> [Given instruction]
Copy the records starting at the line that contains "Target: pond" and ending at the end of the records, changing every "Pins" to "Markers" and keeping everything else the same.

Stored entries
:::
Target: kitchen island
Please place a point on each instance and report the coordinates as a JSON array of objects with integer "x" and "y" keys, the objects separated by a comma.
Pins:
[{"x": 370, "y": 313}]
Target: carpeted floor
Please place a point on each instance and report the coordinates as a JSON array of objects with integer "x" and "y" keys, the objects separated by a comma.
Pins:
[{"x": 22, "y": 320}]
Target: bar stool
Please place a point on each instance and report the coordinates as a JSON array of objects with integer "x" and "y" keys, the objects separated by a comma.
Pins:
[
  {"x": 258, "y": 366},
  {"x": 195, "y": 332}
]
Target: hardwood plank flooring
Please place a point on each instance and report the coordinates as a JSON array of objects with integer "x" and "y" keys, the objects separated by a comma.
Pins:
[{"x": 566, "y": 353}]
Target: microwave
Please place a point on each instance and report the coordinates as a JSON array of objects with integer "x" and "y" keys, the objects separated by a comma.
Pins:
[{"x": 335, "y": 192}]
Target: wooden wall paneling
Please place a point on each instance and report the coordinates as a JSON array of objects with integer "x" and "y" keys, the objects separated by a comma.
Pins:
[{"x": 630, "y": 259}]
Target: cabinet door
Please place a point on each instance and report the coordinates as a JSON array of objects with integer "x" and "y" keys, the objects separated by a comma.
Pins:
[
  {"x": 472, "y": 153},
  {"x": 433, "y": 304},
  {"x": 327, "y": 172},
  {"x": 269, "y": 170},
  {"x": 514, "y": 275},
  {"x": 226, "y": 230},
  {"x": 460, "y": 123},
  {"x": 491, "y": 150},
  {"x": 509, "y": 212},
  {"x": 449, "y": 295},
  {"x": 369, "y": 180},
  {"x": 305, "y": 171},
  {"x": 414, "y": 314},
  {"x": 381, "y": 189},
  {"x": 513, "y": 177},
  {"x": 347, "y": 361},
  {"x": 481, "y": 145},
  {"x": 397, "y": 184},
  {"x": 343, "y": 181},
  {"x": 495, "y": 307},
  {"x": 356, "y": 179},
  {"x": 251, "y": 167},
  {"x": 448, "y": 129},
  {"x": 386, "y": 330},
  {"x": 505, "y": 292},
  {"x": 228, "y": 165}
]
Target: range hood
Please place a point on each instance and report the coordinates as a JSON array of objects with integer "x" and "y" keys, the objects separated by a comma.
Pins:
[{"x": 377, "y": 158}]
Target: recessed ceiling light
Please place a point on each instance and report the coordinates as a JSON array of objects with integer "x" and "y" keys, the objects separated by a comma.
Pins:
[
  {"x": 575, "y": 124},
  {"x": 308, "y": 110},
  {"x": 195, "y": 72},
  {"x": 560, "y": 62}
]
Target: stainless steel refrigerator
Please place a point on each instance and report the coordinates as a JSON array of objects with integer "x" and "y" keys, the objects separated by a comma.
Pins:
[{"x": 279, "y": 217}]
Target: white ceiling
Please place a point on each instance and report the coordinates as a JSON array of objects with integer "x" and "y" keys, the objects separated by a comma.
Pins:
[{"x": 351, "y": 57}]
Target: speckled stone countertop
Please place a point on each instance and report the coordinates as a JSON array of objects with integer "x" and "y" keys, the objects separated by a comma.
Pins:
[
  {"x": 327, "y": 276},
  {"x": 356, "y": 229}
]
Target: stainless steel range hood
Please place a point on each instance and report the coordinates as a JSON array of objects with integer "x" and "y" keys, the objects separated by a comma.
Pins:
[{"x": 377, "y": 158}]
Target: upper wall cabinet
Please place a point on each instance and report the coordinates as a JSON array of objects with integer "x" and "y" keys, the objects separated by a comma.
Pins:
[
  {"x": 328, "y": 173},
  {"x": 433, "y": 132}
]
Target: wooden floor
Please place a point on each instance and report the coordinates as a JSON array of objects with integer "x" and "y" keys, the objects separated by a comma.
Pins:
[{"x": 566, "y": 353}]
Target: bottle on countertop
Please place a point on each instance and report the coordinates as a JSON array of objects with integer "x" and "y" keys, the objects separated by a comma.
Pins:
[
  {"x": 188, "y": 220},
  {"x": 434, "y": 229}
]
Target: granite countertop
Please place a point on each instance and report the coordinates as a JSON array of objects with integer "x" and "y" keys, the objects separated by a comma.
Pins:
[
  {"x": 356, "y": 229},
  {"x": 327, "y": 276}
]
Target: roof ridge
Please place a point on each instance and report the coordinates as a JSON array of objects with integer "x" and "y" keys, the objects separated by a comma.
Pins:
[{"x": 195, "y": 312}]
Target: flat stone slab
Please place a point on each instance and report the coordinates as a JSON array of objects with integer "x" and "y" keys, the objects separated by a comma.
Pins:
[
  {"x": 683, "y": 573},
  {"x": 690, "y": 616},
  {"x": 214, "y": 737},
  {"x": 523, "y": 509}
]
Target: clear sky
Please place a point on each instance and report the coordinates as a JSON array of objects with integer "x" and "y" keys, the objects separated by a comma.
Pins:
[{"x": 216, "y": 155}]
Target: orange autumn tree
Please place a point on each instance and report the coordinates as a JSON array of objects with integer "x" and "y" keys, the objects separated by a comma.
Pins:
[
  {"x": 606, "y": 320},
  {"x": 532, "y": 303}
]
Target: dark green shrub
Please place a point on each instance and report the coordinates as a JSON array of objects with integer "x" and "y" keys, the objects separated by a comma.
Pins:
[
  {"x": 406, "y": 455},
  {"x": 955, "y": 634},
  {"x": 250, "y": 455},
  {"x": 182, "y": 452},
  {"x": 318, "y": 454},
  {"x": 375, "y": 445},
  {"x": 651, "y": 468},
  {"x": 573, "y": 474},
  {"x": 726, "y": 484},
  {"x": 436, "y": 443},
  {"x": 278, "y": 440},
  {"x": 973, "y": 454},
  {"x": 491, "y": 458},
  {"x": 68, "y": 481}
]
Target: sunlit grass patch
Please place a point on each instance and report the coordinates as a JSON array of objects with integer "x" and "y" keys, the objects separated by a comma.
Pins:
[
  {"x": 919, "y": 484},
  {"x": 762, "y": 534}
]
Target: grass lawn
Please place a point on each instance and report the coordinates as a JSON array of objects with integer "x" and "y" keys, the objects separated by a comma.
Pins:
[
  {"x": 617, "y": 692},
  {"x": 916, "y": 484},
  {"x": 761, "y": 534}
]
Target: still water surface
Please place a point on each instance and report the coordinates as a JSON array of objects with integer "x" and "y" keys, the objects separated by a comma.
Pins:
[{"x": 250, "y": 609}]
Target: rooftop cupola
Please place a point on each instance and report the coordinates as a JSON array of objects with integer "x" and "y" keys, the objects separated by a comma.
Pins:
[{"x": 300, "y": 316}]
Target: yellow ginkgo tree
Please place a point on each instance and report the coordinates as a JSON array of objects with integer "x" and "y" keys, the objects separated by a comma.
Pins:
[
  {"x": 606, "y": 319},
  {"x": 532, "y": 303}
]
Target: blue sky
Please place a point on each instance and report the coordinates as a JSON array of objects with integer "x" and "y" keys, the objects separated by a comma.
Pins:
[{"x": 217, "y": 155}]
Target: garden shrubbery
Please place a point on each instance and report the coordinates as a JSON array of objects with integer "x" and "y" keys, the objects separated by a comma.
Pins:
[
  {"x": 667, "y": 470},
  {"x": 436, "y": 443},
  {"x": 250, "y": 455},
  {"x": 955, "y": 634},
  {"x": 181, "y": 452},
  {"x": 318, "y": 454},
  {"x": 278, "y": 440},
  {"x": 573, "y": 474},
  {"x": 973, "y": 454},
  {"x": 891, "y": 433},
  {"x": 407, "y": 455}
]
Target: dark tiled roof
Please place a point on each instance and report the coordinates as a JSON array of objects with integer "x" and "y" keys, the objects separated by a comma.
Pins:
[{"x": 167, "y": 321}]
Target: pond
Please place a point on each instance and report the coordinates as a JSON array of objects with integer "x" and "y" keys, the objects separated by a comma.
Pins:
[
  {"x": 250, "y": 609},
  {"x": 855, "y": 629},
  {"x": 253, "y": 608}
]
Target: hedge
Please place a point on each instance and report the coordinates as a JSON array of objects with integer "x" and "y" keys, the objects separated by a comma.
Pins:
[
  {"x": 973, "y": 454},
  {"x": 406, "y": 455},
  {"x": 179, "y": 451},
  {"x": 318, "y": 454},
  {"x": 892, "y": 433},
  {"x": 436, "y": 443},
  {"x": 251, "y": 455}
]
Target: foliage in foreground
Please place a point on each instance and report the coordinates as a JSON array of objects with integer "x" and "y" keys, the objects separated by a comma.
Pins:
:::
> [Written reply]
Target: pond
Please place a point on each instance and report the coordinates as a JSON array of objects with integer "x" and "y" keys, the objects separated by a comma.
Markers:
[
  {"x": 250, "y": 609},
  {"x": 855, "y": 629},
  {"x": 253, "y": 608}
]
Target: hedge
Please place a point on each instance and report the coordinates as a JSON array of objects with integer "x" and "y" keys, the objects separated by a comma.
Markers:
[
  {"x": 973, "y": 454},
  {"x": 406, "y": 455},
  {"x": 179, "y": 451},
  {"x": 318, "y": 454},
  {"x": 892, "y": 433},
  {"x": 436, "y": 443},
  {"x": 251, "y": 455}
]
Target: foliage in foreground
Please place a point on each instance and report the coordinates as a JSON array of objects with integer "x" and "y" keys, the objects separated by a comma.
Markers:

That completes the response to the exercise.